» **Source excerpt**:
__________________________________________________

And even if Steven and I still didn’t strike it rich tonight, I thought I’d share the three reasons I do want to win all that lottery money.

1. Our House, In the Middle of Our Street

In a way, Steven and I consider ourselves extremely fortunate. In an economy where it is becoming nearly impossible for the average person to actually get a mortgage, we own not one, but two homes. We bought our first house in Arizona in the summer of 2008. At the time, it made perfect sense. The house was a foreclosure in a great neighborhood, and everyone was saying that the housing market was bottoming out. For the same price as renting, we could be homeowners, so we decided to jump in. Little did we know that just two years later, we would be moving away from Arizona and our lovely house was barely worth half of what we paid for it.

So much for the market bottoming out!

So, we decided to secure a tenant and lease the property until the market recovered enough for us to sell. We never fancied ourselves landlords, but here we are, settling into a new house in Nebraska and waiting for the day we can finally kiss the house in Arizona goodbye. So, what would we do first with those lottery winnings? Pay off those houses of course!

2. School’s Out For Summer

After the mortgage payoff extravaganza, our second agenda item would be to send a fat check over to pay off my student loans. It’s been nearly 10 years since I graduated from Concordia with my B.A. and I’m still paying for it.

Funniest part is, I’ve got a Master’s Degree too, but that debt is all settled up.

Don’t get me wrong, I wholeheartedly believe that my education was worth every single penny (and probably more). I’m not even sure I could put a price tag on the experiences I had at Concordia. After all, I met some of my best friends and mentors there. And best of all, I met Steven there. So, without Concordia, there would be no marriage, no sassy 2-year-old named Cadence, no lazy hound dog. Hell, I’m not even sure I’d be here at all, so yeah, it’s been worth the 10 years of payments and a whole lot more.

I’d be happy to see that monthly payment gone though. Just sayin’.

__________________________________________________

» **Recorded information**:
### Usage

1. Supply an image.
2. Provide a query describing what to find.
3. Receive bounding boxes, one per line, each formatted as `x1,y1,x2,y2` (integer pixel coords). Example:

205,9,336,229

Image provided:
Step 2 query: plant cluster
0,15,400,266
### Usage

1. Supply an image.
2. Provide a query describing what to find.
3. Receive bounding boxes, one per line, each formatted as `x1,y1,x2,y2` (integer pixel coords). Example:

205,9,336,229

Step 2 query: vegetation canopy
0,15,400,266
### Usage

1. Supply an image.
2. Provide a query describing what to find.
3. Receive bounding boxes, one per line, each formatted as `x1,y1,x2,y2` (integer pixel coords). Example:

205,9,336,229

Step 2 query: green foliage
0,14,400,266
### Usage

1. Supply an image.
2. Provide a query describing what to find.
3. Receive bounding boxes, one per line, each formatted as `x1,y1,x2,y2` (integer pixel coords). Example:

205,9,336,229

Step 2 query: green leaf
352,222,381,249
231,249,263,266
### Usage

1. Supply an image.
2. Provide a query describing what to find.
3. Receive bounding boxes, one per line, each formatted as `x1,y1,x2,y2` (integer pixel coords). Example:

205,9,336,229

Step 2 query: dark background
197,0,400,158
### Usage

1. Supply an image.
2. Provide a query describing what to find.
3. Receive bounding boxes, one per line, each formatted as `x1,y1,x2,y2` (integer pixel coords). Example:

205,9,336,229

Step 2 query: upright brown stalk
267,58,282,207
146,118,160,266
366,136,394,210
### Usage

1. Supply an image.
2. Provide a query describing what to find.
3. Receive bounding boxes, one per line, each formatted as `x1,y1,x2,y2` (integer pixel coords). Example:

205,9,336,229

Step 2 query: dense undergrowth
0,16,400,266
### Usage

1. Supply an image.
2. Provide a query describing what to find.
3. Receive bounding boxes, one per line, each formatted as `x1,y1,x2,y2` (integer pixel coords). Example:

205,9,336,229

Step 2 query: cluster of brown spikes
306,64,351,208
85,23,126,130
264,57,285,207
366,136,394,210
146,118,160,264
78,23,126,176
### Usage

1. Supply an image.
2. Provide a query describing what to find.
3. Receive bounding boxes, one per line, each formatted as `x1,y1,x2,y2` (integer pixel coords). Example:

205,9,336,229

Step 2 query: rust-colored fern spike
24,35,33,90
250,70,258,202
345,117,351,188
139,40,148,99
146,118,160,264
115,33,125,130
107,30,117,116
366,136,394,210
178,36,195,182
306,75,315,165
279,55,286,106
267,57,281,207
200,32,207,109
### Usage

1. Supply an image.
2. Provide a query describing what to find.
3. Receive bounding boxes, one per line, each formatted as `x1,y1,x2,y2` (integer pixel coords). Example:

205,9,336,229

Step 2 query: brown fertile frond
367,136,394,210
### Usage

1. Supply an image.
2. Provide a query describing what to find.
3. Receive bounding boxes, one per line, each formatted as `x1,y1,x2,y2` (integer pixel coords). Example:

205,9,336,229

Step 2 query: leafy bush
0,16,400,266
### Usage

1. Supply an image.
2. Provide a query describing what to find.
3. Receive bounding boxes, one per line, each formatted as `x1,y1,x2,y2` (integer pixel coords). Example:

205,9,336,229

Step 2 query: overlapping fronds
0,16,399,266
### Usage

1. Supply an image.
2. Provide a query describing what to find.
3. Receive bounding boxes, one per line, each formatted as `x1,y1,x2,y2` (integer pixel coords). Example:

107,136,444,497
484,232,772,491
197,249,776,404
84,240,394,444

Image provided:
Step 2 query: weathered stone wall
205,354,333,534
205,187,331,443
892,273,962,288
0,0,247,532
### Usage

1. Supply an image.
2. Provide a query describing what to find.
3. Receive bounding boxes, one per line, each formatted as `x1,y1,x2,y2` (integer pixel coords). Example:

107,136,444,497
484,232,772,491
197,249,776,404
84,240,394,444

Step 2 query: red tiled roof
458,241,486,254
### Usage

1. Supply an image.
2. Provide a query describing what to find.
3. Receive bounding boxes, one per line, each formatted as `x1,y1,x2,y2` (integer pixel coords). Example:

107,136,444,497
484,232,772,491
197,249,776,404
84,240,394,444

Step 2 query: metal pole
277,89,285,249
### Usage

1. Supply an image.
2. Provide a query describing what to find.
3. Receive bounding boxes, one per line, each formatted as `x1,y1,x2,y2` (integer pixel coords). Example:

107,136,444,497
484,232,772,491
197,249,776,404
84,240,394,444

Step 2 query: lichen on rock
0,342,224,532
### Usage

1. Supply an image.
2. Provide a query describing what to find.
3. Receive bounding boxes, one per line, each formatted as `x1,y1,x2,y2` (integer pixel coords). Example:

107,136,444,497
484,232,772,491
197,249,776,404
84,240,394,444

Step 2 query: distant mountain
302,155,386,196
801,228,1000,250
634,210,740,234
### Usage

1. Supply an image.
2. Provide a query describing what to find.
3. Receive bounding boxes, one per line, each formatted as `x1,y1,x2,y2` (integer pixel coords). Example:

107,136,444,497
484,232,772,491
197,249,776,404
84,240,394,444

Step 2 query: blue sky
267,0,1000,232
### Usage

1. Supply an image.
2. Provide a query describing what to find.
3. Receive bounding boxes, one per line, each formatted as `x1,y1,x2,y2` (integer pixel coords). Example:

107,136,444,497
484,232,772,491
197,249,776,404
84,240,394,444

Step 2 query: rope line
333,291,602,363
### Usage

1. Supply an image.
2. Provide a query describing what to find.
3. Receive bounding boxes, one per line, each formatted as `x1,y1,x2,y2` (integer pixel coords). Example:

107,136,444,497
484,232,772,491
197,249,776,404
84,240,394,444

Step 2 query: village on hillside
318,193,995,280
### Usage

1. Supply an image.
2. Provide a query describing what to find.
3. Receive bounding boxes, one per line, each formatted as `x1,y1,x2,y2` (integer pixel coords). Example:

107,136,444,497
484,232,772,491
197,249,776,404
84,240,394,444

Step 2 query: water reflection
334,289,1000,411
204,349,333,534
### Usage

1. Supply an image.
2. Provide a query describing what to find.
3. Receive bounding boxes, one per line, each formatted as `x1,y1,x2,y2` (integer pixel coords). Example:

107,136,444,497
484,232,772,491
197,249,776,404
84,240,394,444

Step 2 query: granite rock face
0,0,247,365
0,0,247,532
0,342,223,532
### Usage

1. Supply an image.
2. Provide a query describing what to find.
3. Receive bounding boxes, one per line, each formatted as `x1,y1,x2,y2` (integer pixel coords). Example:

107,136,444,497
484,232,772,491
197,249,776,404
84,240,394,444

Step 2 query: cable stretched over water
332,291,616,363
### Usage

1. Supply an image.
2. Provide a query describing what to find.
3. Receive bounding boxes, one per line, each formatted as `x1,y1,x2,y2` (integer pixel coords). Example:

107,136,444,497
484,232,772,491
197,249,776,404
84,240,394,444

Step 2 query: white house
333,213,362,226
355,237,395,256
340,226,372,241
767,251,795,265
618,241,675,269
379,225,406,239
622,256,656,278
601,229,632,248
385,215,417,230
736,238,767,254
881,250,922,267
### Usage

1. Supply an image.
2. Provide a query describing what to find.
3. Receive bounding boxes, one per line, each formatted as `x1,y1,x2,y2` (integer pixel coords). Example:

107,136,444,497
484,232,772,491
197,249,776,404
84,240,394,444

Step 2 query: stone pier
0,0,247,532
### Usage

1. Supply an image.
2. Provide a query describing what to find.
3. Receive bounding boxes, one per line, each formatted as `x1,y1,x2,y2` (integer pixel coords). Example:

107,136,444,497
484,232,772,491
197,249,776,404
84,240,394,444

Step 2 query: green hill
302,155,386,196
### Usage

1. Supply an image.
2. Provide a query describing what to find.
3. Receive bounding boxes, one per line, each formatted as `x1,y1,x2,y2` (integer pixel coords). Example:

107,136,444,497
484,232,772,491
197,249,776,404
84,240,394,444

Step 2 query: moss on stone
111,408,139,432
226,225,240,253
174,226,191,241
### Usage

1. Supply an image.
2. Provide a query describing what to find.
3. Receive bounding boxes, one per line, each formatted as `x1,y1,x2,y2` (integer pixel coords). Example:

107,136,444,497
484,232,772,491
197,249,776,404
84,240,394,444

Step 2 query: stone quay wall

__________________________________________________

» **Aim 1**:
Answer these questions using the lottery post, writing one answer per line with matching letters:
(a) In what year did the writer and Steven buy their first house in Arizona?
(b) In which state is the new house the writer and Steven are settling into?
(c) What degree did the writer earn from Concordia?
» **Aim 2**:
Rewrite the part of the lottery post starting at "So, we decided" and ending at "houses of course!", with "landlords" replaced by "property managers".

» **Complete response 1**:
(a) 2008
(b) Nebraska
(c) A B.A.

» **Complete response 2**:
So, we decided to secure a tenant and lease the property until the market recovered enough for us to sell. We never fancied ourselves property managers, but here we are, settling into a new house in Nebraska and waiting for the day we can finally kiss the house in Arizona goodbye. So, what would we do first with those lottery winnings? Pay off those houses of course!